_Directions_:
Only the lines from the one containing "For every instance of the destroyed" through the end of the entries should be repeated, exactly as they appear, first and last included.

_Input data_:
|---|

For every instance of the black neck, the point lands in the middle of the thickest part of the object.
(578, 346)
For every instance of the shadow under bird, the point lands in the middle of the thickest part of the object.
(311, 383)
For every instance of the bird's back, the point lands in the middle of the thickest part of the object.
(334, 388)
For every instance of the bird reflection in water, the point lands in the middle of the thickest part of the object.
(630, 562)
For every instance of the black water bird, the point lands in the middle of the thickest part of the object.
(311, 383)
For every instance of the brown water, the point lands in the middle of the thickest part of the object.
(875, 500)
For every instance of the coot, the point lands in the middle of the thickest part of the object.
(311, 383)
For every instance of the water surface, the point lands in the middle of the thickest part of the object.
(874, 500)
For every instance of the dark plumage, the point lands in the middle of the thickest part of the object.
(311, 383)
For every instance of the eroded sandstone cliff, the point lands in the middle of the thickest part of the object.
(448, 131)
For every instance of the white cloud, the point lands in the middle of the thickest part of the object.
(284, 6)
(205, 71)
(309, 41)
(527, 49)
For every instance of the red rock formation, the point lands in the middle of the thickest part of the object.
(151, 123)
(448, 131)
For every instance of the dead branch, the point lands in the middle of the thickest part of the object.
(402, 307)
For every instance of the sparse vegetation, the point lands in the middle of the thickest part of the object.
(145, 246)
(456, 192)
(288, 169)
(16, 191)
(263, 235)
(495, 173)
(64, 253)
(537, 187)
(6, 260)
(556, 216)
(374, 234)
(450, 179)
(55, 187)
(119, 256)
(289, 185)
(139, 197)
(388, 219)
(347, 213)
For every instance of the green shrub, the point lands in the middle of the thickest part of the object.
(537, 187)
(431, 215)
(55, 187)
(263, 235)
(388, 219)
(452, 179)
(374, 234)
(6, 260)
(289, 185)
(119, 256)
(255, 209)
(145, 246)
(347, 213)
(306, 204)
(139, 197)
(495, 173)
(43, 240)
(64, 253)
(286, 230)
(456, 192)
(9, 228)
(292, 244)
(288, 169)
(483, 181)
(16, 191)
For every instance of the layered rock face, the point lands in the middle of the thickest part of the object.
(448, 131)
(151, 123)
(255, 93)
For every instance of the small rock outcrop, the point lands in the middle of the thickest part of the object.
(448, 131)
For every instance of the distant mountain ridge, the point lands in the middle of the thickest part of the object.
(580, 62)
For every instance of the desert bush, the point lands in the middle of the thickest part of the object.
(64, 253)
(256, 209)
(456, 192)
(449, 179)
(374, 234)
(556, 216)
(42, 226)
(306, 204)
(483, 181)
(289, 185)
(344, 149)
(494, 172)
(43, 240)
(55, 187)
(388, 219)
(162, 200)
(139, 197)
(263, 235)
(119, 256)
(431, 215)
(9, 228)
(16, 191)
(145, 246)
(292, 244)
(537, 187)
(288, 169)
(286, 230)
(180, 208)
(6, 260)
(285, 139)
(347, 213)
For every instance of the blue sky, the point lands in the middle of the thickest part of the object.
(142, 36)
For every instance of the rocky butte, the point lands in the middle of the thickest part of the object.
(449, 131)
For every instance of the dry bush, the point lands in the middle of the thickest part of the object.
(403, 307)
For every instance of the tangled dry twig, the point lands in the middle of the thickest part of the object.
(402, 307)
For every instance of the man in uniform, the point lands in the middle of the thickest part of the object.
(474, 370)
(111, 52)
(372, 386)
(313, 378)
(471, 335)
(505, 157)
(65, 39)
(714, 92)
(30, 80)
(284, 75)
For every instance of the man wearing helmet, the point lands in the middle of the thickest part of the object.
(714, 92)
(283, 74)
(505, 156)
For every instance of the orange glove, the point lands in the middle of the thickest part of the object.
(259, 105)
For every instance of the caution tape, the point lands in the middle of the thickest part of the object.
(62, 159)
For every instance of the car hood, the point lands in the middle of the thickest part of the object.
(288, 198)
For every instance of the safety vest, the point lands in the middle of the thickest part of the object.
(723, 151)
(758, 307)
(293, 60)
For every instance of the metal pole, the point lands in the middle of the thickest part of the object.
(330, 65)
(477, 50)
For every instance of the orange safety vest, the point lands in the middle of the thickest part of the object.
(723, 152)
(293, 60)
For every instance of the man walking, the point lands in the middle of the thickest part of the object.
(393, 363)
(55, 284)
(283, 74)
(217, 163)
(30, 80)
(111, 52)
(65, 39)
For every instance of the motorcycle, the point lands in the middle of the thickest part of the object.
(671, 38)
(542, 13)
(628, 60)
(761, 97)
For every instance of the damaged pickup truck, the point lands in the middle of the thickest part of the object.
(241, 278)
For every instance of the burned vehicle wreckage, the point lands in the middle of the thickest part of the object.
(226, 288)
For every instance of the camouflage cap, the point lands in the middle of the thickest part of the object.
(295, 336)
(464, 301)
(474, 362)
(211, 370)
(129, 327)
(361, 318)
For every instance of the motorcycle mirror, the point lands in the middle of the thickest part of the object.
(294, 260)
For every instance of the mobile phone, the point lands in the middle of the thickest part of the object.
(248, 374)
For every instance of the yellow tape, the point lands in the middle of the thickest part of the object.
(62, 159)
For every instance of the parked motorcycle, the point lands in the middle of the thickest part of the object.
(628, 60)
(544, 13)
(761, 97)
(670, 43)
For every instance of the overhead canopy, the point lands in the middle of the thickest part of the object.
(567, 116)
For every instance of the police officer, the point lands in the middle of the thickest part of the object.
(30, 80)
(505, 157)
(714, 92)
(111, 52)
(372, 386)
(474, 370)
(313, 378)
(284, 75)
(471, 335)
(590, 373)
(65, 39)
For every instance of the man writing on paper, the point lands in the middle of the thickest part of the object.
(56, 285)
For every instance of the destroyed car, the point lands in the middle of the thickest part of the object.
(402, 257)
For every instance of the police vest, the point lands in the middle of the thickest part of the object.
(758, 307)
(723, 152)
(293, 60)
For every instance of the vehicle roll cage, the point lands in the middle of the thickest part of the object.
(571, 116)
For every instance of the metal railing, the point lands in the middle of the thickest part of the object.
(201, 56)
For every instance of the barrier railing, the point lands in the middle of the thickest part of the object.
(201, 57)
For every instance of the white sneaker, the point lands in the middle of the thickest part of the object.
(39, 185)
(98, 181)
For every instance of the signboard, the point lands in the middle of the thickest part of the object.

|---|

_Result_:
For every instance of the destroyed car, the point lands in the middle of the thickest part of the object.
(402, 257)
For every instance of the police vest, the point lands in the middle of the thickest part of the object.
(758, 307)
(723, 152)
(293, 60)
For every instance of the vehicle roll cage, the point lands in the middle of the thickest part of the object.
(571, 116)
For every instance of the metal railing, the point lands in the middle of the thickest part of the object.
(201, 56)
For every instance of the barrier railing, the point lands in the middle of the thickest part of the object.
(201, 57)
For every instance of the white sneaker, the point lands in the middle of the thickest part of the object.
(39, 185)
(98, 181)
For every instance of the signboard, the point lands in the middle of the thickest part of the object.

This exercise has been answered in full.